Output every line of the entries from the line containing "Please indicate the water in" through the last, exactly, with no other content.

### [SUPPLIED RECORDS]
--------

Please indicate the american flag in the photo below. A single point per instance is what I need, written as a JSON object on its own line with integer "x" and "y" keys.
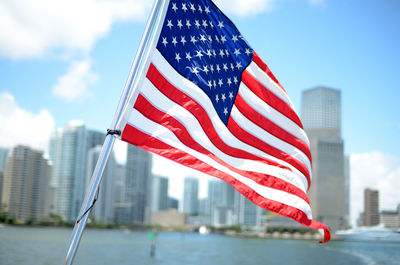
{"x": 210, "y": 103}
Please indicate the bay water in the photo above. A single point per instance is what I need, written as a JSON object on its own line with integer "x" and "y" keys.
{"x": 47, "y": 246}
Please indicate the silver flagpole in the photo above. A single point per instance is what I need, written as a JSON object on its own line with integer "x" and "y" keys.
{"x": 112, "y": 134}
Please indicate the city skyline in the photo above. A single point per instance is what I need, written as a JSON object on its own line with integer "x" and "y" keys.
{"x": 347, "y": 46}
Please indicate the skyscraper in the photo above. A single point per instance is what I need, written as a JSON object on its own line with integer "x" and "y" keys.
{"x": 27, "y": 185}
{"x": 159, "y": 199}
{"x": 371, "y": 207}
{"x": 191, "y": 196}
{"x": 68, "y": 151}
{"x": 321, "y": 117}
{"x": 138, "y": 184}
{"x": 103, "y": 211}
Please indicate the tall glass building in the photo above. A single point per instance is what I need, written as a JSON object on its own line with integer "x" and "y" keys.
{"x": 321, "y": 117}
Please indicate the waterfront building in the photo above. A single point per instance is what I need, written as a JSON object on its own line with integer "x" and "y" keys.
{"x": 191, "y": 196}
{"x": 159, "y": 199}
{"x": 321, "y": 117}
{"x": 103, "y": 210}
{"x": 26, "y": 189}
{"x": 69, "y": 147}
{"x": 138, "y": 182}
{"x": 3, "y": 158}
{"x": 173, "y": 203}
{"x": 371, "y": 207}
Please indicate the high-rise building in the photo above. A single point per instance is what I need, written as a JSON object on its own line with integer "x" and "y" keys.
{"x": 3, "y": 158}
{"x": 159, "y": 199}
{"x": 103, "y": 211}
{"x": 191, "y": 196}
{"x": 68, "y": 151}
{"x": 26, "y": 186}
{"x": 371, "y": 207}
{"x": 138, "y": 185}
{"x": 321, "y": 117}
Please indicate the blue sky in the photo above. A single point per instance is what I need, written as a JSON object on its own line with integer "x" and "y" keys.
{"x": 55, "y": 68}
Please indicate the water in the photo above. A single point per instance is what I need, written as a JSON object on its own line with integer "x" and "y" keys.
{"x": 47, "y": 246}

--------

### [YOUR SOLUTION]
Please indicate the water in the photo above. A single point per instance is what I need, written as a JSON object on its own line with integer "x" and "y" keys.
{"x": 47, "y": 246}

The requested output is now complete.